STUDY MATERIAL Block Start

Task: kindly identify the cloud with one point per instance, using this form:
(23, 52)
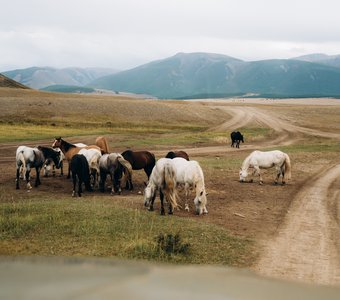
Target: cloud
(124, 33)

STUDY MATERIAL Block End
STUDY MATERIAL Block Start

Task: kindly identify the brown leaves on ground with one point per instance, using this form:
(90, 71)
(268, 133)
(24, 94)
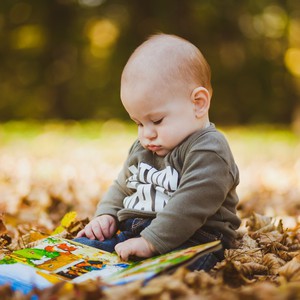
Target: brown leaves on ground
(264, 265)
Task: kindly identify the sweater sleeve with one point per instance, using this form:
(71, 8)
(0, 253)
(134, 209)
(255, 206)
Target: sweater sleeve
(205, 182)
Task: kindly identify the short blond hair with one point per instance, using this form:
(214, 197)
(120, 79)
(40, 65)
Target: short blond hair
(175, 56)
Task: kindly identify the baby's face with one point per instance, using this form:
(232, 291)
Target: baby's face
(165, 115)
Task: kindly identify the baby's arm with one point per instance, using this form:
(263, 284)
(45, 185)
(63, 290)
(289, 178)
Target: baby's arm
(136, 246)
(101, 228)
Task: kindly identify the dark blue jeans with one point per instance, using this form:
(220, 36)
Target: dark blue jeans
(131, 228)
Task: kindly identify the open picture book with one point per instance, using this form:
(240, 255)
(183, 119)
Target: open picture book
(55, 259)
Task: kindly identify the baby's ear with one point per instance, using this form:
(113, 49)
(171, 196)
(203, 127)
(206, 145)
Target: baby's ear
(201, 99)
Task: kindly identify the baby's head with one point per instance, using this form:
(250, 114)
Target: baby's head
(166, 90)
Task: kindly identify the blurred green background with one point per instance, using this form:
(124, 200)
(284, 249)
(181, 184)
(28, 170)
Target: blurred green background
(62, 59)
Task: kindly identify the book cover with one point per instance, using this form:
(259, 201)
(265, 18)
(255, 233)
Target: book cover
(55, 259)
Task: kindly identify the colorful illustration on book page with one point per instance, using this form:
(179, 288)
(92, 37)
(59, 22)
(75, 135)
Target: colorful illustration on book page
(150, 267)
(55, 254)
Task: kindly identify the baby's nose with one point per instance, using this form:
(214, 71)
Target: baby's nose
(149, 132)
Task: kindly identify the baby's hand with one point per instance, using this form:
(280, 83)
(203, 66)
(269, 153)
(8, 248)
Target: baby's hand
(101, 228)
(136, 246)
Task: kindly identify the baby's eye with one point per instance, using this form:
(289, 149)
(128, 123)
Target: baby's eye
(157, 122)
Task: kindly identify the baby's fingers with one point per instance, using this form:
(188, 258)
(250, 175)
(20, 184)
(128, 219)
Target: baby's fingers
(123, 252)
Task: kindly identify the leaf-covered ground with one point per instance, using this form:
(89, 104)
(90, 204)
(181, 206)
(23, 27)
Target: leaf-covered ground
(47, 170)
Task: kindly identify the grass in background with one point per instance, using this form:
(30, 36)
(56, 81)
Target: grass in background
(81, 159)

STUDY MATERIAL Block End

EXERCISE PROMPT —
Only the lines above starting at the one containing "Task: kindly identify the blurred" and ending at the one containing "Task: kindly identify the colorful", both included, are to be returned, exactly as they read.

THE ANSWER —
Task: kindly identify the blurred green background with one point per instance, using this form:
(124, 200)
(284, 249)
(181, 184)
(28, 170)
Target: blurred green background
(62, 59)
Task: kindly identify the book cover with one point per instance, using this form:
(259, 201)
(265, 18)
(255, 233)
Target: book cover
(55, 259)
Task: kindly identify the colorful illustration on book page with one point per instance, using this form:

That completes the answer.